• _Dataset_:
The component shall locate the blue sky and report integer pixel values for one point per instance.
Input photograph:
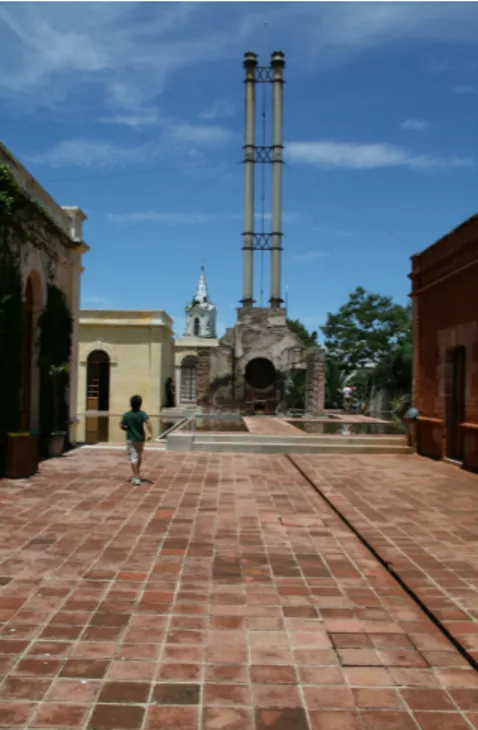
(134, 112)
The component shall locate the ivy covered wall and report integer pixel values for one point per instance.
(26, 225)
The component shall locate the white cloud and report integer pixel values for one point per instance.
(127, 53)
(188, 218)
(415, 124)
(220, 109)
(97, 153)
(206, 135)
(308, 256)
(95, 300)
(353, 156)
(91, 153)
(172, 219)
(136, 121)
(463, 90)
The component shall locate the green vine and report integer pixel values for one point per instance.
(25, 224)
(11, 337)
(56, 325)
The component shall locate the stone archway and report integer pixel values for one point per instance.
(97, 396)
(30, 389)
(188, 393)
(260, 374)
(260, 386)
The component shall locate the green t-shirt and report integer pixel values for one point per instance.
(134, 421)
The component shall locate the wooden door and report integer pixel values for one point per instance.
(457, 403)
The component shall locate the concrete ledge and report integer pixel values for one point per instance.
(268, 444)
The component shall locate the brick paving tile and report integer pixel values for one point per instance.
(224, 594)
(422, 518)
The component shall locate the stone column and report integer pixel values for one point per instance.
(315, 384)
(76, 271)
(250, 65)
(277, 64)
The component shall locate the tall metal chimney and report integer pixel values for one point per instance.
(250, 65)
(277, 66)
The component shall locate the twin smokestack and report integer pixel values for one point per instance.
(273, 154)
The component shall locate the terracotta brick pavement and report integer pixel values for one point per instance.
(223, 594)
(422, 518)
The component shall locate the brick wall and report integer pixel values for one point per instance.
(445, 316)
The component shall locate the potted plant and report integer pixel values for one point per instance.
(56, 441)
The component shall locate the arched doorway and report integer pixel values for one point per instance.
(188, 380)
(27, 358)
(260, 385)
(97, 396)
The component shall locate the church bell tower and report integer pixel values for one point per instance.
(201, 313)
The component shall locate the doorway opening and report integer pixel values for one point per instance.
(188, 379)
(260, 374)
(97, 396)
(456, 402)
(27, 359)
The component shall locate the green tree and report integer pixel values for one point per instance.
(367, 329)
(309, 339)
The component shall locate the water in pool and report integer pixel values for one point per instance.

• _The task_: Rewrite the rows from the line containing "The component shall locate the terracotta" through the final line of the rows, both included, as a Markdown table with columns "No." and "Line", omitting blank lines.

• _Task result_:
| No. | Line |
|---|---|
| 1 | The component shall locate the terracotta brick pavement and report integer pixel values for one point per instance. |
| 2 | (223, 594) |
| 3 | (422, 518) |
| 4 | The component shall locate the brick wall and report integer pixel values for one point per instance. |
| 5 | (445, 316) |
| 6 | The component shall locate the potted plant and report integer pixel values for one point per instance. |
| 7 | (56, 441) |
| 8 | The component shall locate the arched doorway and report integer pixel values for one point per instance. |
| 9 | (188, 380) |
| 10 | (27, 358) |
| 11 | (260, 385) |
| 12 | (97, 396) |
| 13 | The component shall locate the church bell tower and report integer pixel values for one point per instance. |
| 14 | (201, 313) |
| 15 | The component shall locate the doorway opening and report integer pixel values for one point per instance. |
| 16 | (188, 379) |
| 17 | (260, 374) |
| 18 | (97, 396) |
| 19 | (456, 402) |
| 20 | (27, 359) |
| 21 | The component shall locate the green tree and report integer pixel values for one point per instance. |
| 22 | (367, 329) |
| 23 | (309, 339) |
| 24 | The component shall locate the water in pool and report integer pixel values for one point per instance. |